Extract:
[Start of section]
Stuttering economy grew by 0.2 per cent in last three months

The UK’s stuttering economy grew by just 0.2 per cent in the second quarter of the year according to the Office for National Statistics.

According to the official data June saw the largest growth at 0.5 per cent.

June’s figures followed a  fall of 0.1 per cent in May and growth of 0.2 per cent  in April – taking the overall growth of the UK economy to 0.2 per cent  for the last three months.

The improved picture is partly a result of the lack of Bank Holidays in June.  The UK had three Bank Holidays in May as a result of the coronation.

The figures also suggest that the UK is now likely to escape falling into recession.

The ONS’s director of economic statistics Darren Morgan said: “The economy bounced back from the effects of May’s extra bank holiday to record strong growth in June.

“Manufacturing saw a particularly strong month with both cars and the often-erratic pharmaceutical industry seeing particularly buoyant growth.”

According to some commentators the improvement in the figures will not lead to halt in interest rate rises.

David Baker, a partner at Mazars, said: “The better-than-expected GDP figures are likely to galvanise the Bank of England’s zeal to continue to raise interest rates.

“The Bank will remain very concerned about the persistence of inflation and will reflect on near full employment and high wage inflation as reasons to keep policy tight, despite higher mortgage rates denting consumer confidence and business surveys still pointing to lacklustre future growth.

“The age-old question of just how long it takes for rate rises to impact the real economy is now more pertinent than ever, but we suspect that we will not have seen the end of rate rises especially now that the economy is showing some resilience.”

Neil Rudge, head of enterprise at lenders Shawbrook, said “The UK has followed its counterparts in Europe and the US, posting a moderate increase in GDP.

“SME owners around the country will breathe a small sigh of relief as macroeconomic indicators start to show marginal improvements, with inflation finally beginning to fall and the peak of the interest rate cycle now in view. Though the prospect of a recession is subsiding, sluggish growth and expensive borrowing costs continue to be obstacles that business expansion plans need to navigate.”

He added: “Whilst the overall macro picture is beginning to look more positive, challenges are still present for SMEs.

“One area where this is evident is the labour market, which is bearing the effects of slow activity.  Earlier this week KPMG released its latest report on jobs, showing permanent hirings falling to the lowest rate seen in three years. This illuminates one of the many challenges businesses are facing in the current environment.”

Mike Randall, chief executive of Simply Asset Finance, says: “Modest growth in June reflects a positive outlook for businesses as we creep closer to the Bank of England’s end of year growth forecast.

“After the latest BDO business trends report indicated that employers’ hiring intentions had dropped in June for the first time in six months, a slight increase in GDP will be welcome news for businesses looking to build their business and expand their workforces.

“However, with the economy still lagging behind industry expectations, it’s evident businesses will need more than a slight increase in GDP to maintain their confidence. With interest rates remaining high and inflation yet to reach comfortable levels, access to funding remains critical to business growth.”

Marco Forgione, director general of the Institute of Export and International Trade, said: “Today’s statistics demonstrate the positive impact that international trade can have on the economy. But clearly more work still needs to be done to support businesses in achieving sustainable, long-term growth. It is encouraging to see a slight uptick in manufacturing exports in June with an increase in machinery and transport contributing to this rise.

“Today’s numbers illustrate how exporting can be a catalyst for recovery and new opportunities. It is good to see signs that UK firms are looking to create new opportunities further afield. There has been a notable increase in firms exporting to the likes of Argentina, Canada, Malaysia and New Zealand in the second quarter of this year.

“It is vital that we get more businesses trading internationally and for the UK to be seen as an attractive option for inward investment, if we are to tackle the cost-of-living crisis and to produce real economic growth.”
[End of section]
(Stored items from a collection)
[Start of section]
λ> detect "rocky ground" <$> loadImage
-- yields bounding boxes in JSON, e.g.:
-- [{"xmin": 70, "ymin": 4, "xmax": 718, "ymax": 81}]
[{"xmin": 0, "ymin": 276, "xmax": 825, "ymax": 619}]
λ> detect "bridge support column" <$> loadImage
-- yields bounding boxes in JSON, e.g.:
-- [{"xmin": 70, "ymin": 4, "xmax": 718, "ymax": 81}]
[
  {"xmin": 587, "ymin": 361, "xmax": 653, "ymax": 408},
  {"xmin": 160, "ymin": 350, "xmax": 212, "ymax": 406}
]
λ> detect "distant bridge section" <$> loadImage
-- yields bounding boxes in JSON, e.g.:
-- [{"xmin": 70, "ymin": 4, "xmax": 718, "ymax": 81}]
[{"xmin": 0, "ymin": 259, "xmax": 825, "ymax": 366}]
[End of section]
Problems to work on:
1 > Answer these from the article on UK economic growth:
(a) By how much did the economy fall in May?
(b) How many Bank Holidays did the UK have in May?
(c) Which countries saw a notable increase in UK firms exporting to them in the second quarter?
2 > Write out the part of the article on UK economic growth that opens with the words containing "Stuttering economy grew by 0.2" and closes with "of the coronation.".

Solutions for each task:
1 >
(a) 0.1 per cent
(b) Three
(c) Argentina, Canada, Malaysia and New Zealand

2 >
Stuttering economy grew by 0.2 per cent in last three months

The UK’s stuttering economy grew by just 0.2 per cent in the second quarter of the year according to the Office for National Statistics.

According to the official data June saw the largest growth at 0.5 per cent.

June’s figures followed a  fall of 0.1 per cent in May and growth of 0.2 per cent  in April – taking the overall growth of the UK economy to 0.2 per cent  for the last three months.

The improved picture is partly a result of the lack of Bank Holidays in June.  The UK had three Bank Holidays in May as a result of the coronation.